Just when we think it’s safe to sit down to dinner, you may find yourself facing an ethical dilemma. Though available resources have always varied between the groups holding power and groups without power, the advance of our globalized world has had a major impact on perceptions of the problem and finding a means of addressing it in an ethical manner.
Millennials may recall the work of Bill Nye “The Science Guy” on local PBS affiliates as he worked his way around a biological food web of species tied together with string. The more he worked within it, the more the food web became entangled and some species were cut out in the process. This was a no-so-subtle representation of the issue we face having a world of individuals, yet all connected in the same need for resources, particularly food and water.
While doing work for a graduate course, I came across a paper by Lopez-Gunn, De Stefano, and Llamas (2012) that explores the ethical dilemma of attempting to create the balance of food and water security in a globalized world. The focus of the paper described the inherent ecological issues in addition to the socio-politcal forces that often play a part in resource management. While Lopez-Gunn et al. (2012) also provided recommendations for resource management that could bring balance to current situations, the challenges of two forms of ethical problems, the first being a “wicked” problem with disparate perspectives in conflict, and the second problem of engagement and support around a mutually understood and agreed issue.
Considering the challenges of developing standards that work around the world we also face the issues of a risk society (both external and manufactured) when trying to deal ethically. Two other stories that caught my attention from the AP and National Geographic, respectively deal with more issues that we need to address. Each has importance to the ethical narrative, but we must find ways of communicating our common needs that balances the respect for all individuals. The challenge as we forge ahead will be in sharing information effectively, allowing for better resource management.
As a communicator at heart, I don’t believe this issue is an intractable one, but it will take time for everyone to adapt. We are all here on a world that feels as though it is shrinking, and as we get closer to our neighbors, we will ultimately be judged by the way we can work together, or there will be no one left to judge anything.
As a Millennial, how do you see yourself in the ethical issues of resource management? How can you communicate a path moving forward?

■ Provided material ■
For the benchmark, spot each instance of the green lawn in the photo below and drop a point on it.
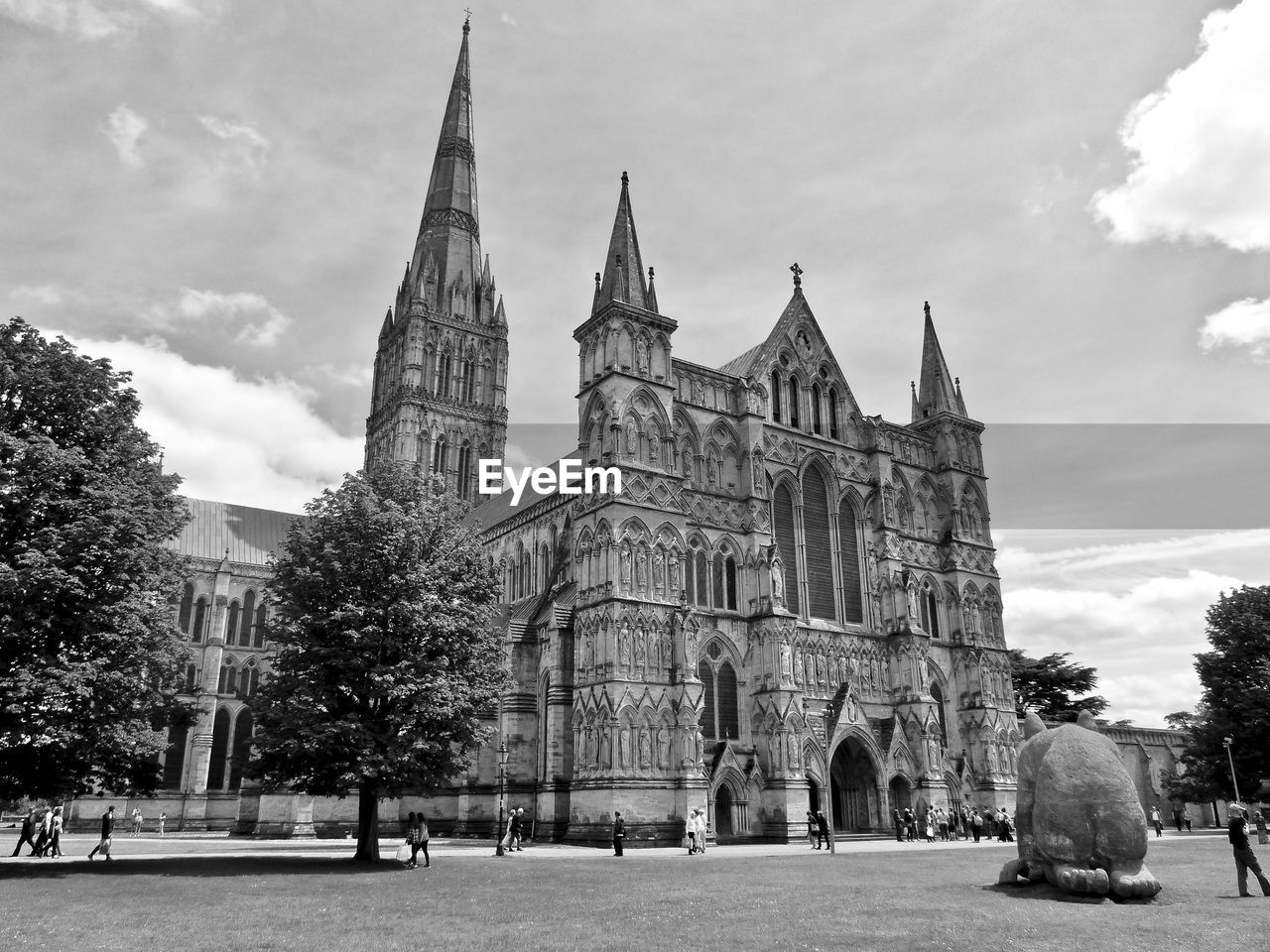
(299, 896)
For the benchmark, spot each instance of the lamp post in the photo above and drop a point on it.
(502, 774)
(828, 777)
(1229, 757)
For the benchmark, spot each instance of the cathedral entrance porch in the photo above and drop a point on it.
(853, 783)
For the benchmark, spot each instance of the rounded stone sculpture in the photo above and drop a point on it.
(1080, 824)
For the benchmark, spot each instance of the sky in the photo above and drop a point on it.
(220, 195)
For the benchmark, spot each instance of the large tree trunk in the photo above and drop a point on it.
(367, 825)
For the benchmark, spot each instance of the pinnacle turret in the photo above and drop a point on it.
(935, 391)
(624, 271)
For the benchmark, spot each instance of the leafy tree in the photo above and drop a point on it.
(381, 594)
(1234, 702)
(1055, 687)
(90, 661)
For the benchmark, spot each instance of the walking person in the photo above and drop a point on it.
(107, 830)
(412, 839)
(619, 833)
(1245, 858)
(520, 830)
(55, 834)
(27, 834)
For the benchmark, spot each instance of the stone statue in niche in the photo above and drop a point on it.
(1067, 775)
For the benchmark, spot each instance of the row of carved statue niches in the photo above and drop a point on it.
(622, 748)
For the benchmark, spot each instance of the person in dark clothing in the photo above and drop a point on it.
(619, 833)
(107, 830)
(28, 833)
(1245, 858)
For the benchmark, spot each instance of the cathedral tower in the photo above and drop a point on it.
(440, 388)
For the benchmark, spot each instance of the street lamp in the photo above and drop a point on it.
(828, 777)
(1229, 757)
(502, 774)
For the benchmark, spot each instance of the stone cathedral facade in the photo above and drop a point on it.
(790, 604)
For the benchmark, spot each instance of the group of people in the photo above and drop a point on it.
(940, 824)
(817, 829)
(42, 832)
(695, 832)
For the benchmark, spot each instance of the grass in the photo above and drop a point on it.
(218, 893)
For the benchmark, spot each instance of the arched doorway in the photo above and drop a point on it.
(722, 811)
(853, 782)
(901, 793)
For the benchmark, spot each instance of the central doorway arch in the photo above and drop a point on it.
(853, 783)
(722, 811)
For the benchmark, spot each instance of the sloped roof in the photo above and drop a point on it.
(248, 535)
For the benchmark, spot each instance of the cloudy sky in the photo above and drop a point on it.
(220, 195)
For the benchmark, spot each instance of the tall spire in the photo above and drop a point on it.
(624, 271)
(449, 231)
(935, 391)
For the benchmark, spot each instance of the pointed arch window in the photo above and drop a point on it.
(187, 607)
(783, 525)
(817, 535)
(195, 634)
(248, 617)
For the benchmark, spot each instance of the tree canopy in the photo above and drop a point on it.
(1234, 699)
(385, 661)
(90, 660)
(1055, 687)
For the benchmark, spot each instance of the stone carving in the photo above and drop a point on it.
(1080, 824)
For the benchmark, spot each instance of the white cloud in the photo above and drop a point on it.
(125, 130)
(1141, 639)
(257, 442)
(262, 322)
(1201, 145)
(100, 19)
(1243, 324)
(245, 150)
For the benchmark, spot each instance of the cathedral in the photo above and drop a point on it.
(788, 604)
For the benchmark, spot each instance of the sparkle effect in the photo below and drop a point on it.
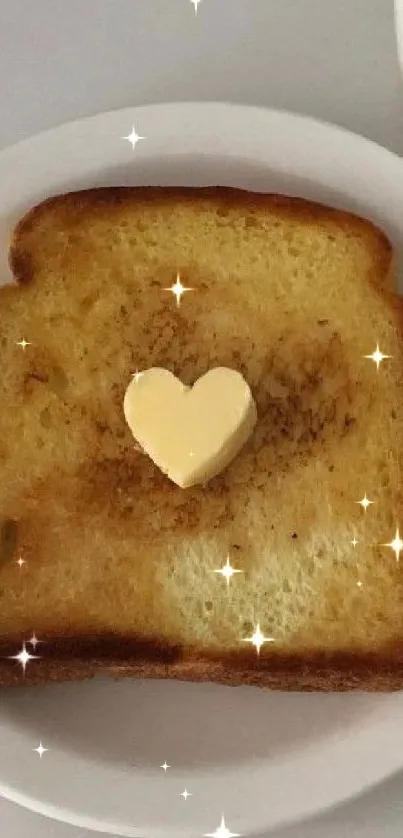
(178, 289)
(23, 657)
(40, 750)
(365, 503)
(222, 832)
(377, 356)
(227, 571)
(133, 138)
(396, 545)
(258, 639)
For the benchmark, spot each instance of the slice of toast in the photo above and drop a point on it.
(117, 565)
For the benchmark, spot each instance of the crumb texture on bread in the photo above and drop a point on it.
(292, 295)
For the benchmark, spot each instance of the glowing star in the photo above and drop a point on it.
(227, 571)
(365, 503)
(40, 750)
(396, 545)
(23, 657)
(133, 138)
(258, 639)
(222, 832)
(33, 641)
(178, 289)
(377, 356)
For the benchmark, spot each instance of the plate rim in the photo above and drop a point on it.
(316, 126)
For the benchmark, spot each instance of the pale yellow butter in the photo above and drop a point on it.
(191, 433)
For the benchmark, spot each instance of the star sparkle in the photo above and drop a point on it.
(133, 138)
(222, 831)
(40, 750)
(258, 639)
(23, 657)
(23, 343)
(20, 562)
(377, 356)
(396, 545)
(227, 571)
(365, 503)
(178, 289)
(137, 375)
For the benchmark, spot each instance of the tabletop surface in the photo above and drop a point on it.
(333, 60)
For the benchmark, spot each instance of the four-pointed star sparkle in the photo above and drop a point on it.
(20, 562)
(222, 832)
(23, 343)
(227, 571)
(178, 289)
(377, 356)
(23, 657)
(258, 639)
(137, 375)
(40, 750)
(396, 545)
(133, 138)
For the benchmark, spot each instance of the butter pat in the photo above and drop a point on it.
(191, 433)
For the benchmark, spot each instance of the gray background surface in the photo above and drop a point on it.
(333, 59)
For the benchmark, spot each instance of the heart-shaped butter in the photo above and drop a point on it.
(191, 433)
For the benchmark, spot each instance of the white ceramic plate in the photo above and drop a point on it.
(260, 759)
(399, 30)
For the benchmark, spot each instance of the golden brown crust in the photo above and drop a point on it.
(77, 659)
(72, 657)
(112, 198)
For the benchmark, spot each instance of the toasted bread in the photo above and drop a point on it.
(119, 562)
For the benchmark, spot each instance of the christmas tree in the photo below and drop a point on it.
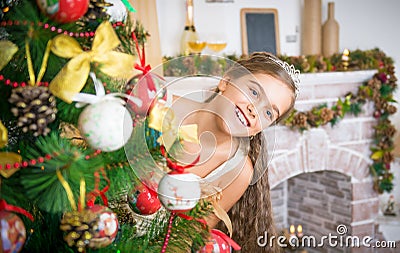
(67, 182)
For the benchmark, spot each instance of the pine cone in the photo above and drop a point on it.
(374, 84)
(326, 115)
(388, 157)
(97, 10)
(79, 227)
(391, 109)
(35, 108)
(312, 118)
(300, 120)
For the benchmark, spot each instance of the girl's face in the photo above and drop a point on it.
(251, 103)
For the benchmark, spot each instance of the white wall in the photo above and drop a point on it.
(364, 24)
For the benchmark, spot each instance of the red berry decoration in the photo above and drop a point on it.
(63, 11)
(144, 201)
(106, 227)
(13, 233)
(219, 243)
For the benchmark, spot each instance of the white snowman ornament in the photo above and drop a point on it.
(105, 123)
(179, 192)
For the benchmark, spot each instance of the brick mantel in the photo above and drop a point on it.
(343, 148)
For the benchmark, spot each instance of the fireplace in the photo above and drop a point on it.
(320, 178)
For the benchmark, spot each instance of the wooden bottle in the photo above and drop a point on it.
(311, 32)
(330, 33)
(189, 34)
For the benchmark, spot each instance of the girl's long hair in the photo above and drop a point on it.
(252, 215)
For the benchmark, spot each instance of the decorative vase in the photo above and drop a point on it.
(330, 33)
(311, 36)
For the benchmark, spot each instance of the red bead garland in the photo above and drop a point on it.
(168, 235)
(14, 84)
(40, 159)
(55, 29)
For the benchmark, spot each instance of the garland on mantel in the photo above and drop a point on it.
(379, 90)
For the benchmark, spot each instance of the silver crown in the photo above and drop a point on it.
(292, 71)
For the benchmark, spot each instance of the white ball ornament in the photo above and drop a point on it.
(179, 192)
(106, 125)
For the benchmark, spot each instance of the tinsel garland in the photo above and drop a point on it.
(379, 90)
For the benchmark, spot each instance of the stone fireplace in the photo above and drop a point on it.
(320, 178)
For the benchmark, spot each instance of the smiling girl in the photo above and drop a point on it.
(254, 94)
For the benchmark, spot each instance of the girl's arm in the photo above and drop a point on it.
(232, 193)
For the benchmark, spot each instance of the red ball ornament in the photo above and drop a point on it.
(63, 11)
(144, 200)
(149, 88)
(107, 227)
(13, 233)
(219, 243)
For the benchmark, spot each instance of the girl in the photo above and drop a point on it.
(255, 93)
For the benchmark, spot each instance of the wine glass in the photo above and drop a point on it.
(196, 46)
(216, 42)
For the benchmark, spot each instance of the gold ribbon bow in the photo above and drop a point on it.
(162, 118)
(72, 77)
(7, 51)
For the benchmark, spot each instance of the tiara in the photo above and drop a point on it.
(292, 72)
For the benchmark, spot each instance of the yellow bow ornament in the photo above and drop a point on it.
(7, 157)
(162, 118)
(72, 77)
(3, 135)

■ Complete the following ■
a) In the post on food and water ethics, reproduce the passage starting with "As a communicator" and going on through "to judge anything.".
b) According to the post on food and water ethics, who wrote the 2012 paper on balancing food and water security in a globalized world?

■ Answers given ■
a)
As a communicator at heart, I don’t believe this issue is an intractable one, but it will take time for everyone to adapt. We are all here on a world that feels as though it is shrinking, and as we get closer to our neighbors, we will ultimately be judged by the way we can work together, or there will be no one left to judge anything.

b) Lopez-Gunn, De Stefano, and Llamas.